** Start of AVAILABLE DATA **

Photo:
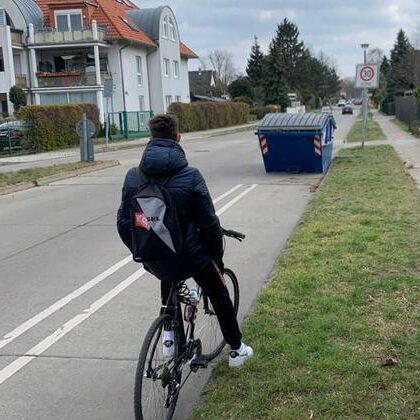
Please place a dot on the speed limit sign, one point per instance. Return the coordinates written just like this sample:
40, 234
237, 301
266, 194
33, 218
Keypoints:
367, 76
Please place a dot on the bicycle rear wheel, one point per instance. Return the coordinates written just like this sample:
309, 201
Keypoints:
157, 378
207, 327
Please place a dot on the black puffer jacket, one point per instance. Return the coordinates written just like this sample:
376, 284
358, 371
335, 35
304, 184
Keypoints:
200, 226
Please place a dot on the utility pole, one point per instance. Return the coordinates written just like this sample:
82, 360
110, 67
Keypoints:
365, 98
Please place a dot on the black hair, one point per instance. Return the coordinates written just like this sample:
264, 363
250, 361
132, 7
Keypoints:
164, 126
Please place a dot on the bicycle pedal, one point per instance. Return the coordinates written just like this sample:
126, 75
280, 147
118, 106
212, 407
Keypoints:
198, 364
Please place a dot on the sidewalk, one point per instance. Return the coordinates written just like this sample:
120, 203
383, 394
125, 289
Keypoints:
406, 145
117, 145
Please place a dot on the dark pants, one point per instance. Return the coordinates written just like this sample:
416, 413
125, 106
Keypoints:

** End of AVAILABLE DATA **

Reproduce all of the material above word for word, omitting the pictures.

Photo:
Please place a dot on the speed limit sign, one point per instance. Return the coordinates written just like this sample:
40, 234
237, 301
266, 194
33, 218
Keypoints:
367, 76
Please place a dot on the bicycle rear wheel, one point per instance. Return the coordinates written just like this sample:
309, 201
Keypoints:
157, 378
207, 327
Please place a dot on the black puffer jacket, one point per instance. Return the coordinates written just like this sample:
376, 284
358, 371
335, 35
304, 184
Keypoints:
200, 226
Please place a dot on the utility pole, one point per instance. Return the coordinates written just like this sample:
82, 360
110, 67
Keypoints:
365, 98
Please place a dot on the black hair, one point per instance. Return the coordinates written just like this sample:
264, 363
250, 361
132, 7
Keypoints:
164, 126
Please place a dot on the bicycle pedal, one point per instance. Return the coordinates written just like this sample:
126, 75
280, 147
118, 106
212, 407
Keypoints:
198, 364
Please place a dot on the sidewalk, one point per instance. Return the coordinates written just like this sample:
120, 203
383, 394
125, 289
Keypoints:
406, 145
117, 145
Please place a dot on the dark pants, one point per instance. Return the coordinates written just like this sample:
416, 413
125, 106
Keypoints:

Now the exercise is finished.